Stated exercise:
Rewrite the material below, changing "Place a dot on" to "Mark" each time it occurs and leaving everything else unchanged.

⟨

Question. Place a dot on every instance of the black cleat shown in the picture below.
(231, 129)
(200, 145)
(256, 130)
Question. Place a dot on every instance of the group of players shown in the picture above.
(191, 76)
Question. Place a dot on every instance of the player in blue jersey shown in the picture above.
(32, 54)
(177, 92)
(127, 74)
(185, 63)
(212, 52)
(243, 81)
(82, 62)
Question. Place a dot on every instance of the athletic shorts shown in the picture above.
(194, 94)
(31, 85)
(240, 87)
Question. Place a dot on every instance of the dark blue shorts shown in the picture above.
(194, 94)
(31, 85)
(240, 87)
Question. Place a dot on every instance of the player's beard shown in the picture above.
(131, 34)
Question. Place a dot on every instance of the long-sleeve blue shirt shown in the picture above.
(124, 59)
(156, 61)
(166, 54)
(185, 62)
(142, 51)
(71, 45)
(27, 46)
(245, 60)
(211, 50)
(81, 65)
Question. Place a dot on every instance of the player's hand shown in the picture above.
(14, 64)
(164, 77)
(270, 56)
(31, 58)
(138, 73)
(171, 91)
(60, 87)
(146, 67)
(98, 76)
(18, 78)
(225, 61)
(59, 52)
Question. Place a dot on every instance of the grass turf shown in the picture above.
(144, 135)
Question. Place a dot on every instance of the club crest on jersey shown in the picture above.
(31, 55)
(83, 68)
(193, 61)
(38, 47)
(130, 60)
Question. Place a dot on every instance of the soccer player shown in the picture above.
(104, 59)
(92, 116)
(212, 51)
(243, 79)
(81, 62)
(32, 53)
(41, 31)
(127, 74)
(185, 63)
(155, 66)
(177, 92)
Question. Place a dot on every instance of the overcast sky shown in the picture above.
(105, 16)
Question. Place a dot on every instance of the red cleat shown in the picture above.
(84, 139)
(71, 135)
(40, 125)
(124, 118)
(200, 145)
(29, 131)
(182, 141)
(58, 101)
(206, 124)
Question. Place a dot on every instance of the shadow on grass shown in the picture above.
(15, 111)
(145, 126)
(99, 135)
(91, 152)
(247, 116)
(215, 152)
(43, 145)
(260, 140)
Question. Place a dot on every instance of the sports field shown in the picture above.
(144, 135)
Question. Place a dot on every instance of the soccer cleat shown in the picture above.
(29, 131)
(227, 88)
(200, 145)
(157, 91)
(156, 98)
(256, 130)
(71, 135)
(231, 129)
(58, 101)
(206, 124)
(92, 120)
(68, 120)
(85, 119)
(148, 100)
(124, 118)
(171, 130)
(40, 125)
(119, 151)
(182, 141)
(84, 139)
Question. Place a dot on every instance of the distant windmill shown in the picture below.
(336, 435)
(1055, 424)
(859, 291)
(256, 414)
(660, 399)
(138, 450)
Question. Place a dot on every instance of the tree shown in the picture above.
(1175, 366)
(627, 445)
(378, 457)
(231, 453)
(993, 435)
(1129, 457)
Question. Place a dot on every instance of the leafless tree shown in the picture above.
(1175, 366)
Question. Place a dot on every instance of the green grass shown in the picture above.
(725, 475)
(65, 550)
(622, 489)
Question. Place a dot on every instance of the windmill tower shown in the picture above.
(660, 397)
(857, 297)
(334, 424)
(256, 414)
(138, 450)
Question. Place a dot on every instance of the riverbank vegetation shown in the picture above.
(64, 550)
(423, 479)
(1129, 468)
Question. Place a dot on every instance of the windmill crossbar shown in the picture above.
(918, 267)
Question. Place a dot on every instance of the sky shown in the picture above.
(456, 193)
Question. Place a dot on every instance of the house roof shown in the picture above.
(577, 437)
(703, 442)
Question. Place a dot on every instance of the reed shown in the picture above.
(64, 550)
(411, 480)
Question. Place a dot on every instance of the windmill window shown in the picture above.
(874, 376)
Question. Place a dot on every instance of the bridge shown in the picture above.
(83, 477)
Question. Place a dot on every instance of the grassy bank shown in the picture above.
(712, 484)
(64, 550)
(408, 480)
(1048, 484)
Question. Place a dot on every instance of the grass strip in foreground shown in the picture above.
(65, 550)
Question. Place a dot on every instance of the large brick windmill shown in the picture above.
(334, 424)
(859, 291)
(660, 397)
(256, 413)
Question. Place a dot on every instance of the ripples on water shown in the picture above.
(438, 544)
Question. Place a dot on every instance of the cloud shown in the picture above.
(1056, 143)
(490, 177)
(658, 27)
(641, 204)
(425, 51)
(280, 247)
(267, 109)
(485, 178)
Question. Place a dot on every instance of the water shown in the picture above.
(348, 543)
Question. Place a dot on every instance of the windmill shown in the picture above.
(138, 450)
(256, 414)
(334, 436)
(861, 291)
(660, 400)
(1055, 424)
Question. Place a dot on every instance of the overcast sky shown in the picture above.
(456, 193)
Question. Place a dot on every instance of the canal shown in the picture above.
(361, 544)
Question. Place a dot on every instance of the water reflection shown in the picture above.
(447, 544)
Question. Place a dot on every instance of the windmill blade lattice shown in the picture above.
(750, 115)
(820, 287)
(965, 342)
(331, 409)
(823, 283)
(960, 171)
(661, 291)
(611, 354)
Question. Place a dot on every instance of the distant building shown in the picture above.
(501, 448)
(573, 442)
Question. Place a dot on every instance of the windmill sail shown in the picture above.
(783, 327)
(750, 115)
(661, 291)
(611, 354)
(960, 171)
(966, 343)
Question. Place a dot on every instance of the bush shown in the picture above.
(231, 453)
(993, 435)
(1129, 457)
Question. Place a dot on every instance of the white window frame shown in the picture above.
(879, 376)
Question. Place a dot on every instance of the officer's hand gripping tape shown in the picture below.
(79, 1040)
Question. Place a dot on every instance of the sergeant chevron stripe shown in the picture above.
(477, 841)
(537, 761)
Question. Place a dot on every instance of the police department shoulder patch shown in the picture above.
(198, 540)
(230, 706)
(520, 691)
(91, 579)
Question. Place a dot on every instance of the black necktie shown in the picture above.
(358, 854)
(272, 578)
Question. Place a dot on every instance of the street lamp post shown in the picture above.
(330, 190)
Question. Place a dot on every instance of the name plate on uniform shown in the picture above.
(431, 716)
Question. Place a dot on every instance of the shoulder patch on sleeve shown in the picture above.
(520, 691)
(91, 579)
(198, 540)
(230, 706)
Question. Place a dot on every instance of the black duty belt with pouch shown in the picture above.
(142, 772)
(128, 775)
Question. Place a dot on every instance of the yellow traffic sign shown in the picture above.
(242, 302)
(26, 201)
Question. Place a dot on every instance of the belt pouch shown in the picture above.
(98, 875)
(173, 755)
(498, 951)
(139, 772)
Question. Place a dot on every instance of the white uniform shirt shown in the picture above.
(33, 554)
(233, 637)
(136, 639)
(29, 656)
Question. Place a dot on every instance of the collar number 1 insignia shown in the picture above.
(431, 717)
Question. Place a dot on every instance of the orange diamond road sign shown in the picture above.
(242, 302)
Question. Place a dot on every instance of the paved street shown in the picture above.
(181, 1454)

⟩

Solution:
Question. Mark every instance of the black cleat shown in the picture below.
(231, 129)
(200, 145)
(256, 130)
Question. Mark every instance of the group of players shown in the picture above.
(191, 76)
Question. Mark every instance of the player in blue jersey shown in the picture above.
(32, 54)
(177, 92)
(127, 74)
(185, 63)
(212, 52)
(243, 81)
(82, 62)
Question. Mark every instance of the athletic shorts shown in the picture above.
(194, 94)
(31, 85)
(240, 87)
Question. Mark every instance of the dark blue shorts shown in the picture above.
(194, 94)
(31, 85)
(240, 87)
Question. Mark every instance of the player's beard shown in the picture above.
(131, 34)
Question. Mark every instance of the long-sleeve blue shirt shown in the picture above.
(124, 59)
(156, 61)
(166, 54)
(185, 62)
(142, 51)
(71, 45)
(27, 46)
(245, 60)
(211, 50)
(81, 65)
Question. Mark every instance of the player's hand shown in the picture above.
(14, 64)
(164, 77)
(270, 56)
(31, 58)
(138, 73)
(171, 91)
(60, 87)
(146, 67)
(98, 76)
(18, 78)
(225, 61)
(59, 52)
Question. Mark every instance of the grass turf shown in the picture above.
(144, 135)
Question. Mark every instance of the club crest on jersey shown in the picture above.
(31, 55)
(83, 68)
(193, 61)
(38, 47)
(130, 60)
Question. Mark every instance of the soccer player shown in the picture above.
(104, 59)
(92, 116)
(212, 51)
(243, 79)
(81, 62)
(32, 53)
(41, 31)
(127, 74)
(185, 63)
(155, 66)
(177, 92)
Question. Mark every instance of the overcast sky shown in the picture above.
(105, 16)
Question. Mark every instance of the red cleat shown in the picture above.
(84, 139)
(71, 135)
(40, 125)
(124, 118)
(200, 145)
(29, 131)
(182, 141)
(58, 101)
(206, 124)
Question. Mark every instance of the shadow on grass shown in the picture above.
(15, 111)
(145, 126)
(99, 135)
(91, 152)
(247, 116)
(215, 152)
(43, 145)
(260, 140)
Question. Mark every instance of the sports field shown in the picture above.
(144, 135)
Question. Mark every instance of the soccer cleat shown in the picture above.
(29, 131)
(227, 88)
(200, 145)
(157, 91)
(156, 98)
(256, 130)
(71, 135)
(231, 129)
(58, 101)
(206, 124)
(92, 120)
(68, 120)
(85, 119)
(148, 100)
(124, 118)
(171, 130)
(40, 125)
(119, 151)
(182, 141)
(84, 139)
Question. Mark every instance of the distant windmill shown in the picture below.
(336, 435)
(1055, 424)
(859, 291)
(256, 414)
(660, 399)
(138, 450)
Question. Mark every instance of the tree shown in the picture above.
(1175, 366)
(627, 445)
(378, 457)
(231, 453)
(993, 435)
(1129, 457)
Question. Mark every instance of the leafless tree shown in the picture above.
(1175, 366)
Question. Mark every instance of the green grass shown in the picture above.
(725, 475)
(65, 550)
(622, 489)
Question. Mark every instance of the windmill tower shown in the picture above.
(660, 397)
(857, 297)
(334, 424)
(256, 414)
(138, 450)
Question. Mark every instance of the riverbank vegetation shown in the picture above.
(64, 550)
(423, 479)
(1129, 468)
Question. Mark every instance of the windmill crossbar shown in the picture above.
(918, 267)
Question. Mark every instance of the sky shown in the picture above.
(456, 193)
Question. Mark every instance of the house roof shown in the picture above.
(577, 437)
(703, 442)
Question. Mark every instance of the reed shown in the picture above.
(64, 550)
(411, 480)
Question. Mark every instance of the windmill window shown in the picture above.
(874, 376)
Question. Mark every instance of the bridge shown in the picture above.
(83, 477)
Question. Mark every instance of the grassy bank shown in the picture above.
(712, 484)
(64, 550)
(408, 480)
(1048, 484)
Question. Mark every instance of the grass strip in foreground shown in the picture above.
(65, 550)
Question. Mark every instance of the large brick windmill shown in the picture above.
(334, 424)
(859, 291)
(660, 397)
(256, 413)
Question. Mark every instance of the ripples on water shown in the picture above.
(438, 544)
Question. Mark every instance of the cloud shown in the picture above.
(1056, 143)
(490, 177)
(658, 27)
(641, 204)
(425, 51)
(280, 247)
(267, 109)
(485, 178)
Question. Mark every instance of the water shown in the picture above.
(348, 543)
Question. Mark every instance of the windmill shown in the picture above.
(138, 450)
(256, 414)
(334, 436)
(861, 291)
(660, 400)
(1055, 424)
Question. Mark every instance of the overcast sky shown in the picture above.
(456, 193)
Question. Mark every instance of the canal shown in the picture above.
(361, 544)
Question. Mark every instance of the water reflection shown in the picture above.
(447, 544)
Question. Mark every instance of the windmill blade lattice shown in the picture above.
(750, 115)
(820, 287)
(965, 342)
(331, 409)
(823, 283)
(960, 171)
(661, 291)
(611, 354)
Question. Mark every instance of the distant building shown in the picture above.
(501, 448)
(573, 442)
Question. Mark every instance of the windmill sail shown in the picture above.
(783, 327)
(750, 115)
(661, 291)
(611, 354)
(960, 171)
(966, 343)
Question. Mark every instance of the bush shown in the picture above.
(231, 453)
(993, 435)
(1129, 457)
Question. Mark every instance of the white window frame shown in the picture above.
(879, 376)
Question. Mark every instance of the officer's hand gripping tape shown in the picture below.
(79, 1040)
Question. Mark every instance of the sergeant chevron stripe shown in the picture above.
(477, 841)
(537, 761)
Question. Mark every instance of the police department shoulder patch shown in the picture above.
(198, 540)
(230, 706)
(520, 691)
(91, 579)
Question. Mark every instance of the black necktie shown in the picture above.
(358, 854)
(272, 578)
Question. Mark every instance of the street lamp post shown in the picture above.
(330, 190)
Question. Mark every instance of the name plate on uniform shown in the picture above.
(431, 716)
Question. Mark every instance of the shoulder patch on sleeve shown in the picture above.
(520, 691)
(91, 579)
(198, 540)
(230, 706)
Question. Mark every instance of the black duty belt with pouch shown in the picture above.
(142, 772)
(128, 775)
Question. Mark every instance of the yellow traffic sign shown in the picture above.
(242, 302)
(26, 201)
Question. Mark every instance of the belt pouch shown in the picture above.
(98, 875)
(173, 755)
(498, 951)
(139, 772)
Question. Mark every instance of the white uniform shirt shown in the picture above.
(33, 554)
(233, 637)
(136, 639)
(29, 656)
Question. Mark every instance of the collar number 1 insignia shown in the picture above.
(431, 717)
Question. Mark every instance of the orange diamond road sign shown in the picture above.
(242, 302)
Question. Mark every instance of the paved street shown in the picture above.
(181, 1454)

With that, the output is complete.